====== SUPPLIED MATERIAL ======

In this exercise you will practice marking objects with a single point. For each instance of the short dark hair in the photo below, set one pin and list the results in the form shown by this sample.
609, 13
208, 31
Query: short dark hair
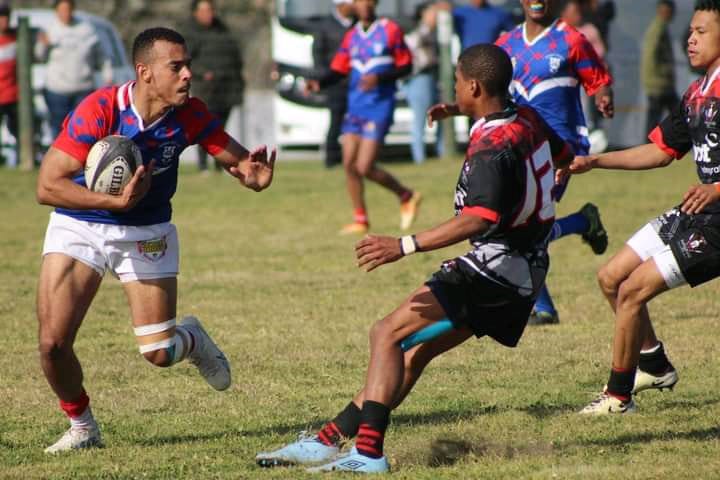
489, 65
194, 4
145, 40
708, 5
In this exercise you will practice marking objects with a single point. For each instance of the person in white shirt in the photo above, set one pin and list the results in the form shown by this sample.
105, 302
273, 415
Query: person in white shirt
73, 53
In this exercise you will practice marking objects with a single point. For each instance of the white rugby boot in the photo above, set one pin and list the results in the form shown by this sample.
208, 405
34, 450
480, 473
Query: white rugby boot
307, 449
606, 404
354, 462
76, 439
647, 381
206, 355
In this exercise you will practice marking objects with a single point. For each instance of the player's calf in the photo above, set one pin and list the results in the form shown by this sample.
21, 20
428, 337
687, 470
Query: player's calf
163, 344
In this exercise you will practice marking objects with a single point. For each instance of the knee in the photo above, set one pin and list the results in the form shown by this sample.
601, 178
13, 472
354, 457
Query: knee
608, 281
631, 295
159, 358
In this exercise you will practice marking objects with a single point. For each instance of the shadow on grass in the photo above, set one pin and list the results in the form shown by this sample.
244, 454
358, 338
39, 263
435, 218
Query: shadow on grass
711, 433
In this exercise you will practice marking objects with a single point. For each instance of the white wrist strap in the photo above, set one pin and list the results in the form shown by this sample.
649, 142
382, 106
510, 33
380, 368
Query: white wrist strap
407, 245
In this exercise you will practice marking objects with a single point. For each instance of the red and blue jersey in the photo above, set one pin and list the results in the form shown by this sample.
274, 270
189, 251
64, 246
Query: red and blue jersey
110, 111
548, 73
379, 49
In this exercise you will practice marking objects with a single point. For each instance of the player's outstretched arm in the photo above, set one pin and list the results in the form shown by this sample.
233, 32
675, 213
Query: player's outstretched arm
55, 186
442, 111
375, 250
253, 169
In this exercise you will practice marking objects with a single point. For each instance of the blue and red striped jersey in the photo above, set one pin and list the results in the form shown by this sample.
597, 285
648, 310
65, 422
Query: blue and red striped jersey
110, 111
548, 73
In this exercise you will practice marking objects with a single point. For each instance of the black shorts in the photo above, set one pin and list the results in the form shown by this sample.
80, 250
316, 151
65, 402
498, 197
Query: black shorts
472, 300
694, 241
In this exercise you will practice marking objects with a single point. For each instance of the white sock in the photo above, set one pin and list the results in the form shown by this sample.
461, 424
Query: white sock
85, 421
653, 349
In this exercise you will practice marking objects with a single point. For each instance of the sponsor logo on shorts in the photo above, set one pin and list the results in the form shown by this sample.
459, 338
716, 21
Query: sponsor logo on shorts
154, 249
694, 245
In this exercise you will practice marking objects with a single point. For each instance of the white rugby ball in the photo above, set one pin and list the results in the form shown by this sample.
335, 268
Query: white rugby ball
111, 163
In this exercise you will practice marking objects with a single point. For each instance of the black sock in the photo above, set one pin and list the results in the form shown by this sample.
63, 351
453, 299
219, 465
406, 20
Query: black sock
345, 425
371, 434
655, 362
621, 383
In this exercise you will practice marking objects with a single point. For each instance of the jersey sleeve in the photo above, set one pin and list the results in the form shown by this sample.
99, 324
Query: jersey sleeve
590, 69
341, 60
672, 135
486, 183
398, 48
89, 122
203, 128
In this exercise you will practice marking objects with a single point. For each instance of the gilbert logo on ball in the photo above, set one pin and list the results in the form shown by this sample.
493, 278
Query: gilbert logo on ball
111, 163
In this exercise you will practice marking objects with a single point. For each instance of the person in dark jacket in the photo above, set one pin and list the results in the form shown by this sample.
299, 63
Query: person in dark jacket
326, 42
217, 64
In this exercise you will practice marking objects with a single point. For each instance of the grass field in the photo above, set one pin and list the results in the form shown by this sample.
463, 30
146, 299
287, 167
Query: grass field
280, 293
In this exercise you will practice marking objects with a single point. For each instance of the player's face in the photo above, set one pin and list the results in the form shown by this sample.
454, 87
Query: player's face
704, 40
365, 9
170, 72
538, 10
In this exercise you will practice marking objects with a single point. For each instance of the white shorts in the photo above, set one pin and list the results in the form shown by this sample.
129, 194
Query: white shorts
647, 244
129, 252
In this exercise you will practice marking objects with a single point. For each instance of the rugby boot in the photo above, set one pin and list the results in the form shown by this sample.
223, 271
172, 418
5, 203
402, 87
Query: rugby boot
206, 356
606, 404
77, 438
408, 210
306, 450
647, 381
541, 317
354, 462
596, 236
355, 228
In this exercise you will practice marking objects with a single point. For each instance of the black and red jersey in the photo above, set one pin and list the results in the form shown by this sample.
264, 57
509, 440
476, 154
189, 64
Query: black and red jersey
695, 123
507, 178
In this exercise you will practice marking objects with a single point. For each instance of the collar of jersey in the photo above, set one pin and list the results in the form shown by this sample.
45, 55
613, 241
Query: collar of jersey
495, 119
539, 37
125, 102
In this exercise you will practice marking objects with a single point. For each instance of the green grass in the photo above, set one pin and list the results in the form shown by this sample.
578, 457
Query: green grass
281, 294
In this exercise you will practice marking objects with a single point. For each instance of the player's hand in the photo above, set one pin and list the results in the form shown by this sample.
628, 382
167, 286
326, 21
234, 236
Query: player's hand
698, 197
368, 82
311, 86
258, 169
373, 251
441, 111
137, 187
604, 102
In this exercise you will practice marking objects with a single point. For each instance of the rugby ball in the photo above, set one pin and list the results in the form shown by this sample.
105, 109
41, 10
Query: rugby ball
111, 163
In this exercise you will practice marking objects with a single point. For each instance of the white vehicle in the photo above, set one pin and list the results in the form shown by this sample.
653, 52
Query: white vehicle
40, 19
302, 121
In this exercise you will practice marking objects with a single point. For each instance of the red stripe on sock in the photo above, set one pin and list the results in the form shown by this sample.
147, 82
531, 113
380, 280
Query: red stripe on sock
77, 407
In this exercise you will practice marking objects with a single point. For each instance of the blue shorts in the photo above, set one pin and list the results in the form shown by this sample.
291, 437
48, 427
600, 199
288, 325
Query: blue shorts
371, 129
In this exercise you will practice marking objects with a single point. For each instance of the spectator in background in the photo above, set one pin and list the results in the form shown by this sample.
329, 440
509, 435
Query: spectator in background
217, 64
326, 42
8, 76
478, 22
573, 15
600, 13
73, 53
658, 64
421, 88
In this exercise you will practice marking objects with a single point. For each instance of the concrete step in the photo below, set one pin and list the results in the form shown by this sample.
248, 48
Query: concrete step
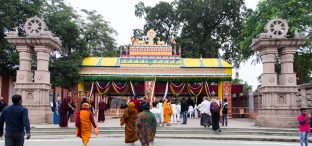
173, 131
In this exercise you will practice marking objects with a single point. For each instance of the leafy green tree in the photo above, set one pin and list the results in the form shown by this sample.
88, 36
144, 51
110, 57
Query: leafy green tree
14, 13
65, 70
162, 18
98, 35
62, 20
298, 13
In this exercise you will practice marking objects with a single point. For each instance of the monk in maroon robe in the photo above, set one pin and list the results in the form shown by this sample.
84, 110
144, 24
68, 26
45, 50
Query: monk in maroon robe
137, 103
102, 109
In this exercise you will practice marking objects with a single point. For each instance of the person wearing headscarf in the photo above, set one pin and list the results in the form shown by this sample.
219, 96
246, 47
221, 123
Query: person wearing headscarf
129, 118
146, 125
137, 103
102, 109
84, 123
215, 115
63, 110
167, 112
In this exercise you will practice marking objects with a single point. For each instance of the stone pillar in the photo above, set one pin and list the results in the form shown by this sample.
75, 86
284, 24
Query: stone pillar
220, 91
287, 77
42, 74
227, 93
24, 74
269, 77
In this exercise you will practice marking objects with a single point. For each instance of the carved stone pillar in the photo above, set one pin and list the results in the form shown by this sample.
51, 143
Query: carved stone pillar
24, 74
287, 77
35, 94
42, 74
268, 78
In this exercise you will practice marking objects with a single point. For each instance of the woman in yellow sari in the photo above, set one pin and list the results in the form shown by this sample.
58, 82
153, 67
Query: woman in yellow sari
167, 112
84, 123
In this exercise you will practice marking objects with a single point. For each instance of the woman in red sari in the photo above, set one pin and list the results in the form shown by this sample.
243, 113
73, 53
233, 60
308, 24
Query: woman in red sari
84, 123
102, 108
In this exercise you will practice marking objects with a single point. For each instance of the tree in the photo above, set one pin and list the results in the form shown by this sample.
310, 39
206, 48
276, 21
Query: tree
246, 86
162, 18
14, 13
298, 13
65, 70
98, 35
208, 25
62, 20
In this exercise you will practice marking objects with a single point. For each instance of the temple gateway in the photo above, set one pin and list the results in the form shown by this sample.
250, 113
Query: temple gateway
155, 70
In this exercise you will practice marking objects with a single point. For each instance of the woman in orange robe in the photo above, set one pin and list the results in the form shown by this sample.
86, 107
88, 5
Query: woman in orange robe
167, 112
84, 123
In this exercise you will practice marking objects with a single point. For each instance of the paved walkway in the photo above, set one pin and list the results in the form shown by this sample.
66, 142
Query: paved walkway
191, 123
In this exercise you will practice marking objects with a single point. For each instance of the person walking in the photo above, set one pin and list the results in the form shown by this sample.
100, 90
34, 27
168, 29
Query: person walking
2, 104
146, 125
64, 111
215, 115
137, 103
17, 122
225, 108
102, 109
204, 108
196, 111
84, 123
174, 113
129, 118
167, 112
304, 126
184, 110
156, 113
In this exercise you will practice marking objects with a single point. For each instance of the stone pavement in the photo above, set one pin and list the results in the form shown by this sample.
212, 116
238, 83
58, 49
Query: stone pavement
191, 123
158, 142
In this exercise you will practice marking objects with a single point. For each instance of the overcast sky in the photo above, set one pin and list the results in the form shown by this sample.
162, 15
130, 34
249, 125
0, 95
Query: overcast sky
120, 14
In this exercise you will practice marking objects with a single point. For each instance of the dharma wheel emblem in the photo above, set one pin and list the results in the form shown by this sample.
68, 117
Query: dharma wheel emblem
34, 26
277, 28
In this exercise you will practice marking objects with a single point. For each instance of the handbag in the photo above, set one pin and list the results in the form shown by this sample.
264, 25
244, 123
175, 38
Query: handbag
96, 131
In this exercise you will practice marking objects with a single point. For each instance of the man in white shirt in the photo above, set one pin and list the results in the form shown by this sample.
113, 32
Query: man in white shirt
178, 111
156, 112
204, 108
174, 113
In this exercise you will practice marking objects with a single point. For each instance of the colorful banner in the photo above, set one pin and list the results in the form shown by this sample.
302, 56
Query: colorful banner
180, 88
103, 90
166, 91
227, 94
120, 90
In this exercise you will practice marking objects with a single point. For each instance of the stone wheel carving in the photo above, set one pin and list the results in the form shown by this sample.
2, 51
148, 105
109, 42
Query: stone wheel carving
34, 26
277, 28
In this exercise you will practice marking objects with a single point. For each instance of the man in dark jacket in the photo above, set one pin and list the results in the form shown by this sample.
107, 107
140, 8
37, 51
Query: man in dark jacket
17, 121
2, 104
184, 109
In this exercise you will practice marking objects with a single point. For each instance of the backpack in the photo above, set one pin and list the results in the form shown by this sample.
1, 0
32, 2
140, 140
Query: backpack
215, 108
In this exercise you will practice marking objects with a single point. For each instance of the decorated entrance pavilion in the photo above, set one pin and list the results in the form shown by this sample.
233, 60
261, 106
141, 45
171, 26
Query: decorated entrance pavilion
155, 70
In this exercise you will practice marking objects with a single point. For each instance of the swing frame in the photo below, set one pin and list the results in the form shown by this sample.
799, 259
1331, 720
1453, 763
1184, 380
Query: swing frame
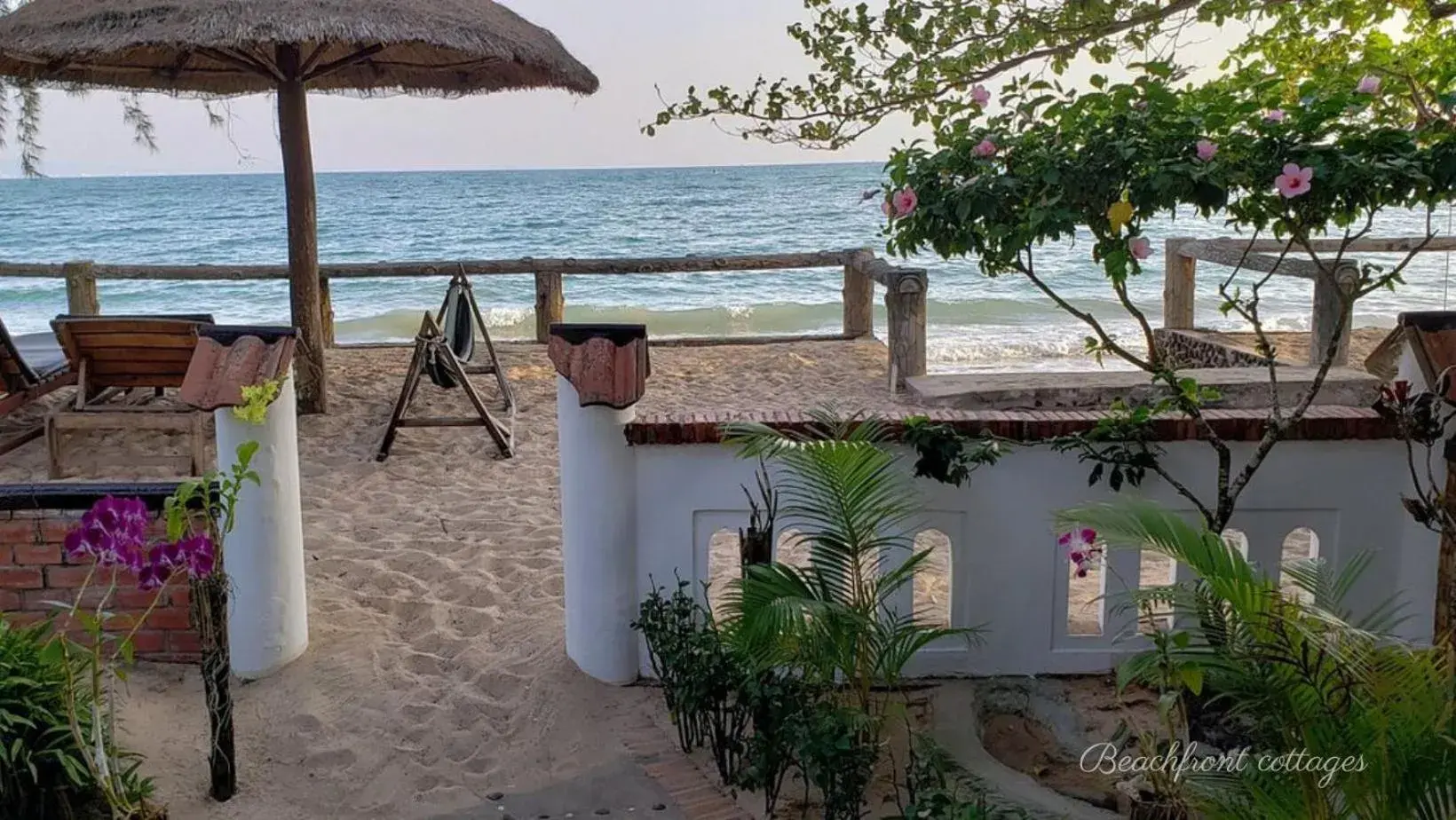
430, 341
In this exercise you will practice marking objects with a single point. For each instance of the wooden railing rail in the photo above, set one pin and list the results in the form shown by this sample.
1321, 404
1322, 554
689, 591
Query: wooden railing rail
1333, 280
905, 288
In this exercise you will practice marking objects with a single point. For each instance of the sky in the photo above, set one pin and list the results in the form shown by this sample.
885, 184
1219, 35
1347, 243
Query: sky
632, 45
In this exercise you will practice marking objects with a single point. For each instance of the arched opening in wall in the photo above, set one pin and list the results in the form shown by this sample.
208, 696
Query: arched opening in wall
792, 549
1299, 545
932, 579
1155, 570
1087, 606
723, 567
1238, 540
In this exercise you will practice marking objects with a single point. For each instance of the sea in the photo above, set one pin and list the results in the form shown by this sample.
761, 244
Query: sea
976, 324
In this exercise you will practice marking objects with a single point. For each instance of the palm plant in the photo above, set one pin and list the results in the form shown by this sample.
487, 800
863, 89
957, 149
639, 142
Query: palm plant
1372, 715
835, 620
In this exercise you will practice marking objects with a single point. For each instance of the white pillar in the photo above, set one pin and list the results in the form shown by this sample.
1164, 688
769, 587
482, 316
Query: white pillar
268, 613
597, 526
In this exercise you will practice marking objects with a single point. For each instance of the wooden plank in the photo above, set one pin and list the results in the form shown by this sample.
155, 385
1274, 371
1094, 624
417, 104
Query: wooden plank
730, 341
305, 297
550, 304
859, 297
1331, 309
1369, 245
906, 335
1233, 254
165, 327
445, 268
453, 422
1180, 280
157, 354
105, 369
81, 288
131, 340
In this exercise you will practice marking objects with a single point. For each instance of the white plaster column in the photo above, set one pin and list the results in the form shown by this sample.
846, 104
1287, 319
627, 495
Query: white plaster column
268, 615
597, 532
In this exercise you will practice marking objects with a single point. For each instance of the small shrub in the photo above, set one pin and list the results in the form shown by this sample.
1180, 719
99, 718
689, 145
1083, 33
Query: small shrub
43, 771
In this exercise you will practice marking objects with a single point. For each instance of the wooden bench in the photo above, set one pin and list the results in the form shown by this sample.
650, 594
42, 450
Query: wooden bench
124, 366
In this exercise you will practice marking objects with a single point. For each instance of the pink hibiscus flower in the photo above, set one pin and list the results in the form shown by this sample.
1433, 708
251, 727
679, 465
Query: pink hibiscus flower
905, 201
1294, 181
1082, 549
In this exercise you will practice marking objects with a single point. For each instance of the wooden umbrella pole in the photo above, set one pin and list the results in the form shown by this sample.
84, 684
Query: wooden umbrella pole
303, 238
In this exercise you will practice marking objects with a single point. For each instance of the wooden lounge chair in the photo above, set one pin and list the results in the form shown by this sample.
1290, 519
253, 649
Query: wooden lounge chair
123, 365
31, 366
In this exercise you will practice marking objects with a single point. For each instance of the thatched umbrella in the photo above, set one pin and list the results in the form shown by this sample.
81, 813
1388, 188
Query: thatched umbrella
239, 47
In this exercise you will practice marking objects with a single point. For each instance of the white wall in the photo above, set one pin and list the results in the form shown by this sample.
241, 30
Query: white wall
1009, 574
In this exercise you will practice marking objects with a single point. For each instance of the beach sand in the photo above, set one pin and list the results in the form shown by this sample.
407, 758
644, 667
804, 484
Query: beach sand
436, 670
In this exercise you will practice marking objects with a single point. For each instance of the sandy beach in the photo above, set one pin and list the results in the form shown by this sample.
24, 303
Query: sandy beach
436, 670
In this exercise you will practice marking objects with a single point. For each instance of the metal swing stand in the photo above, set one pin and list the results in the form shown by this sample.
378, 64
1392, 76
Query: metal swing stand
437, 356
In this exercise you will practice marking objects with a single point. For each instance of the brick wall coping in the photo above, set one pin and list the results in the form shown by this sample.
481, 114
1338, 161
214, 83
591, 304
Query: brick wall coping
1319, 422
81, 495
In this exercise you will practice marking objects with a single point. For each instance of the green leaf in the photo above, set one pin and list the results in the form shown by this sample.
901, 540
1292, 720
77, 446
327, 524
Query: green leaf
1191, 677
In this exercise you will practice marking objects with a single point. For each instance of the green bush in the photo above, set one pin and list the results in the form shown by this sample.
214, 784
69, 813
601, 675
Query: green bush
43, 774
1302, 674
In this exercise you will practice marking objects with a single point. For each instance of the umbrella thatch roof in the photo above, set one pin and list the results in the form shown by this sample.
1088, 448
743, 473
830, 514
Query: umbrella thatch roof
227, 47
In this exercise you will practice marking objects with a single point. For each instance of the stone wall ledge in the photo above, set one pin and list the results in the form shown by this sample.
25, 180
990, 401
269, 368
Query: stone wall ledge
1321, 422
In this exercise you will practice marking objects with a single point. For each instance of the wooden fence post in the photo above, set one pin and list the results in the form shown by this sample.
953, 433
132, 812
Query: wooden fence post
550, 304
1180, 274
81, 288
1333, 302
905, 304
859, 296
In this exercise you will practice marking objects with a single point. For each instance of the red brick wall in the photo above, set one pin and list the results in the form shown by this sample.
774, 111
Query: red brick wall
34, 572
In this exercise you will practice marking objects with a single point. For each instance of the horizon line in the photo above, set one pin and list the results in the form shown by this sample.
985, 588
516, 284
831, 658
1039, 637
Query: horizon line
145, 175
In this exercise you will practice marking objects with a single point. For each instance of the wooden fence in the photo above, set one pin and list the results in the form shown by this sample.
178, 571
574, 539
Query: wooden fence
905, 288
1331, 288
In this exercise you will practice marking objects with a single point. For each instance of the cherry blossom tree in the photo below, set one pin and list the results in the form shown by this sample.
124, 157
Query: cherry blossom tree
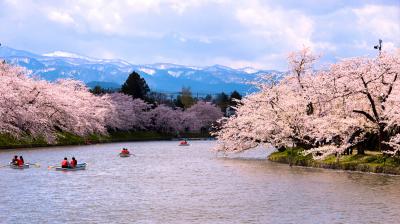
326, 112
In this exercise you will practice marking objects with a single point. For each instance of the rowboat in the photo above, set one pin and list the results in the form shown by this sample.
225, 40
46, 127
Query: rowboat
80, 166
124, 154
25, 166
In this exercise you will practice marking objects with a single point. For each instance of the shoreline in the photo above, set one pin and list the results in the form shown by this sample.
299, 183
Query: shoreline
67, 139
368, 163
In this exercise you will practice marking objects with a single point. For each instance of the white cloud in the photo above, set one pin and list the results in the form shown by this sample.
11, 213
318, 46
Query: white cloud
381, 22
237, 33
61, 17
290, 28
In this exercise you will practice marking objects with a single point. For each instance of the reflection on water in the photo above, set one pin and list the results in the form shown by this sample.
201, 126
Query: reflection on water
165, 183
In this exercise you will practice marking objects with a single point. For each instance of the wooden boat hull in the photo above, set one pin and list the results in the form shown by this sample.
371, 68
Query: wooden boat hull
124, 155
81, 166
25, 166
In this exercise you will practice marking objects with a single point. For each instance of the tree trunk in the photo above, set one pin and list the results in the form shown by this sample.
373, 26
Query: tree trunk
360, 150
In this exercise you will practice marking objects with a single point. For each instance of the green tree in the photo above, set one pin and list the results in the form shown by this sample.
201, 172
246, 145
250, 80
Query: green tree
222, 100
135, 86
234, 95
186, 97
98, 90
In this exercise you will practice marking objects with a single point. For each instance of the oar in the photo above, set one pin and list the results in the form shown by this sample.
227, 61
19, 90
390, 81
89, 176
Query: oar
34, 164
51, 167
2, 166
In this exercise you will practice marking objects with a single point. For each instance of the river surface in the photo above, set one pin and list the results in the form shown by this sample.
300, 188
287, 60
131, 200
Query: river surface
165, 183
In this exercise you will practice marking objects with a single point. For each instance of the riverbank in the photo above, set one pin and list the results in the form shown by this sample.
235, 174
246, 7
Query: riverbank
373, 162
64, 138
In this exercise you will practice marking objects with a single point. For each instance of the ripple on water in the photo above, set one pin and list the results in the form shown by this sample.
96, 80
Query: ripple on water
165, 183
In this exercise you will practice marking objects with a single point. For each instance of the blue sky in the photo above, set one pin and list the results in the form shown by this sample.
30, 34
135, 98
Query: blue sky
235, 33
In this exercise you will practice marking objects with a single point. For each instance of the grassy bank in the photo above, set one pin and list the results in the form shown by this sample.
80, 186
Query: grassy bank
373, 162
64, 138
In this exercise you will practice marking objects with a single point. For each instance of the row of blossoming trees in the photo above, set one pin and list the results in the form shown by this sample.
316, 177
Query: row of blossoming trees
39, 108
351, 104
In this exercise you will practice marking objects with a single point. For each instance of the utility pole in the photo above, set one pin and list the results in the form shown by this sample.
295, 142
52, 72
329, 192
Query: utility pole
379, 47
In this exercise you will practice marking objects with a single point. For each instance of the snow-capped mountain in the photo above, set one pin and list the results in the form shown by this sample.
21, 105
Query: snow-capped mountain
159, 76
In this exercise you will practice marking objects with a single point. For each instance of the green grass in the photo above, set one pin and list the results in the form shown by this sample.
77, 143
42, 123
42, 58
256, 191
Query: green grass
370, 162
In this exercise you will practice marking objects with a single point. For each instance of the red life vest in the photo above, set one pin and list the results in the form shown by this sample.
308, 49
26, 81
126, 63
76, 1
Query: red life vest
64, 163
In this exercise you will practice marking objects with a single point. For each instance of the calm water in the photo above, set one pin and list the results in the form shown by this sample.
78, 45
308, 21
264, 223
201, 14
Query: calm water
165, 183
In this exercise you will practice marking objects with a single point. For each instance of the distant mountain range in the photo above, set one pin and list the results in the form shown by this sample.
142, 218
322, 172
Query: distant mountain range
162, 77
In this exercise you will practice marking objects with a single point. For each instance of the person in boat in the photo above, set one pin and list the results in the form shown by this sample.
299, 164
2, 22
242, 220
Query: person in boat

======

EXERCISE GOAL:
Look above for the line containing "of the snow-capped"; copy from it through the last line, exactly, and nothing more.

ANSWER:
In this exercise you will practice marking objects with a single point. For each instance of the snow-capped mountain in the photo above, set one pin and list the results in the form shown by this sample.
21, 105
Query: snow-capped mountain
159, 76
In this exercise you will practice marking objects with a single point. For each instance of the green grass in the photo above, set one pin and list the results in the form shown by this sample.
77, 143
42, 123
42, 58
256, 191
Query: green grass
370, 162
In this exercise you will practice marking objects with a single point. For each instance of the red life vest in the photo above, set one pin and list the results in the form shown by this sample.
308, 49
26, 81
126, 63
76, 1
Query: red life vest
64, 163
In this exercise you will practice marking objects with a single point. For each instance of the calm water in the photo above, set one pin and list the results in the form shown by this sample.
78, 45
308, 21
264, 223
201, 14
Query: calm water
165, 183
In this exercise you will practice marking objects with a single point. For each instance of the distant mountain range in the photo above, set one pin and list the results in the form shown by this sample.
142, 218
322, 172
Query: distant mountain range
162, 77
In this exercise you will practice marking objects with a single point. For each instance of the person in boat in the photo above, set one pin and list the results in the form shown by this sample.
299, 164
2, 22
242, 220
Query: person in boat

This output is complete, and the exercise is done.